- RECORDS TO USE -
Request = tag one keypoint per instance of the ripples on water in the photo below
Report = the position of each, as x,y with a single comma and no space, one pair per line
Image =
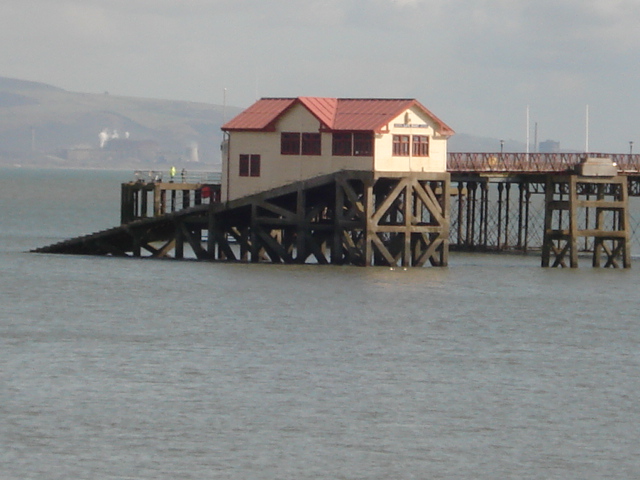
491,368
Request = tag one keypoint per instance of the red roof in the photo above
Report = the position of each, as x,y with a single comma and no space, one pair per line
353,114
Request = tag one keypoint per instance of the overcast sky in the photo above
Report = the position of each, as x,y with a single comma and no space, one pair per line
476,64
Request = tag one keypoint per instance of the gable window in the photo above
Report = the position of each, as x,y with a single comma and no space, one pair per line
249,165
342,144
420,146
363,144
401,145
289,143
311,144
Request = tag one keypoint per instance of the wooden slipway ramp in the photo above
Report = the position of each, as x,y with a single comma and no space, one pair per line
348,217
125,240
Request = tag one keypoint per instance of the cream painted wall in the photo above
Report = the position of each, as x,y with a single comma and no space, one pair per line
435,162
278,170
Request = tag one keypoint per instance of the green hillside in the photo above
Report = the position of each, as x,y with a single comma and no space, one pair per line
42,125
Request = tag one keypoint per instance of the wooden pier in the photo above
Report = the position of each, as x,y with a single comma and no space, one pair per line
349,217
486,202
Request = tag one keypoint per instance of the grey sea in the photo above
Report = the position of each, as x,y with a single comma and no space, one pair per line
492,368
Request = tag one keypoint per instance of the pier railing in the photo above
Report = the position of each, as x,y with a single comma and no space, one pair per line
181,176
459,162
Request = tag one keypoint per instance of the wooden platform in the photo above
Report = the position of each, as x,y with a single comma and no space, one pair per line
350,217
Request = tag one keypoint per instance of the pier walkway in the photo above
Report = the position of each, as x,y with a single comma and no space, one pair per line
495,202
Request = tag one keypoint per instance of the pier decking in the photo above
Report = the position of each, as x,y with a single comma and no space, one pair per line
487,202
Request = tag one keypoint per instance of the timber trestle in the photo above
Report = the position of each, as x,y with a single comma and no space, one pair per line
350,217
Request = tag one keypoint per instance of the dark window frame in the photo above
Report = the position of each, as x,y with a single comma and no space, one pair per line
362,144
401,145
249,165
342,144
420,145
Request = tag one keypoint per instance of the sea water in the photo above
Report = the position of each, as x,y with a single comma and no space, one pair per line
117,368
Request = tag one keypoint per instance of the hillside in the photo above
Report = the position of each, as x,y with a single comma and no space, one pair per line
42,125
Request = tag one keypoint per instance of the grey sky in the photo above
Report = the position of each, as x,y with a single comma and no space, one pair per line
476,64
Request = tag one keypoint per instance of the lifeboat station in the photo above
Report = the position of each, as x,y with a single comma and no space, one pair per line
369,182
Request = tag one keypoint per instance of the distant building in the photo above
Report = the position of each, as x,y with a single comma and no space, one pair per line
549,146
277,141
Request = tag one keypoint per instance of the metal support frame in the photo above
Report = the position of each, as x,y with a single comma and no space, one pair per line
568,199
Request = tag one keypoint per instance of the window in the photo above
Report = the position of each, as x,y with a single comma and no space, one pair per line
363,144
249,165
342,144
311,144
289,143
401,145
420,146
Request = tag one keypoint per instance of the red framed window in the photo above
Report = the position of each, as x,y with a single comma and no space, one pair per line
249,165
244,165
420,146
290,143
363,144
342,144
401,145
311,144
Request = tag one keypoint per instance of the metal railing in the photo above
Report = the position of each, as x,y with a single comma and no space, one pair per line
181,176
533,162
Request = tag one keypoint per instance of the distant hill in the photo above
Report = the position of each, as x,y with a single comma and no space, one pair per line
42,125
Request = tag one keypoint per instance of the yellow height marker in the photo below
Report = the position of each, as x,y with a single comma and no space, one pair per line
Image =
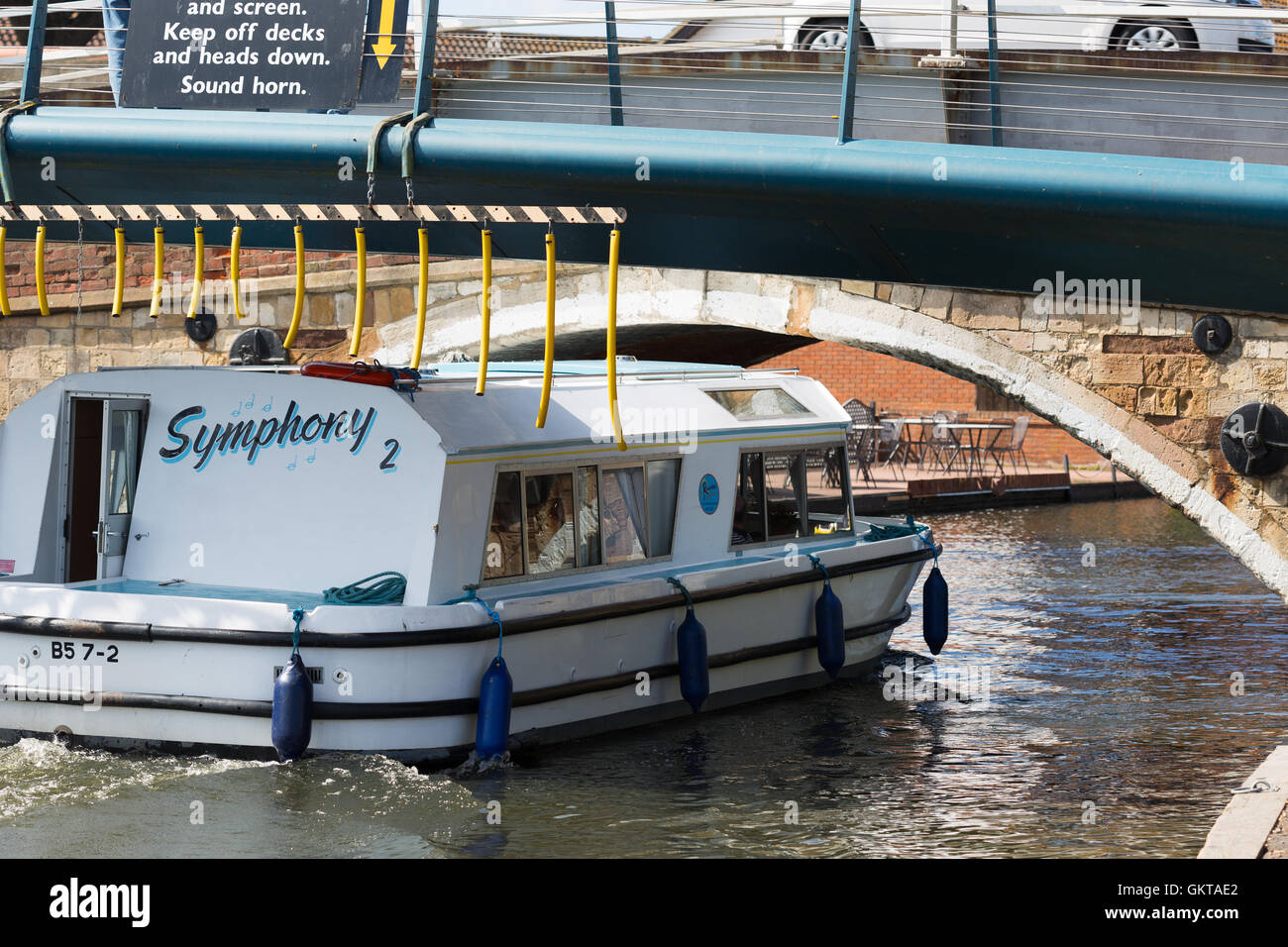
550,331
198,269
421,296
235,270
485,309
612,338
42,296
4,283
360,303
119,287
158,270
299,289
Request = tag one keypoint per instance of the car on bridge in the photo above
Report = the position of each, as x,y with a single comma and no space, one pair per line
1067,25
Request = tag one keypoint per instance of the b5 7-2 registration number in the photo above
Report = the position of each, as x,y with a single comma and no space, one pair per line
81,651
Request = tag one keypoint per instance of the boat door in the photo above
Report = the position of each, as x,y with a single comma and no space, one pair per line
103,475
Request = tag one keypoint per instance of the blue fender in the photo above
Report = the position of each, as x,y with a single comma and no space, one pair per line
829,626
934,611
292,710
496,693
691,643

- TASK BRIEF -
Scan the material above for the word "distant", and copy each line where it appears.

- YOUR RESPONSE -
Request = tag one keypoint per instance of the distant building in the photo above
Request = tag one keypoint per instance of the distant hill in the photo above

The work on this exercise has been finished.